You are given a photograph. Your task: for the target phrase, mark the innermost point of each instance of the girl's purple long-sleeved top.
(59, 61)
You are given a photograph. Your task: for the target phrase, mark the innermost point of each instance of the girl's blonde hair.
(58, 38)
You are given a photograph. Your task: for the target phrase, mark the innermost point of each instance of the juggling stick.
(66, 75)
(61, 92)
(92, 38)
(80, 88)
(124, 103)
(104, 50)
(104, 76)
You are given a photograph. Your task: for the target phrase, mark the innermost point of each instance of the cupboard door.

▸ DIRECTION: Copy the records word for word, from the line with "the juggling stick." through the last line of the records.

▸ WRITTEN REPLY:
You are given a photograph. Your task: for the target phrase, mark the innermost point of each instance of the juggling stick.
(66, 75)
(61, 92)
(92, 38)
(80, 88)
(124, 103)
(104, 50)
(104, 76)
You are given a photograph. Your task: for the target phrase, mark the innermost point of each instance of the cupboard door.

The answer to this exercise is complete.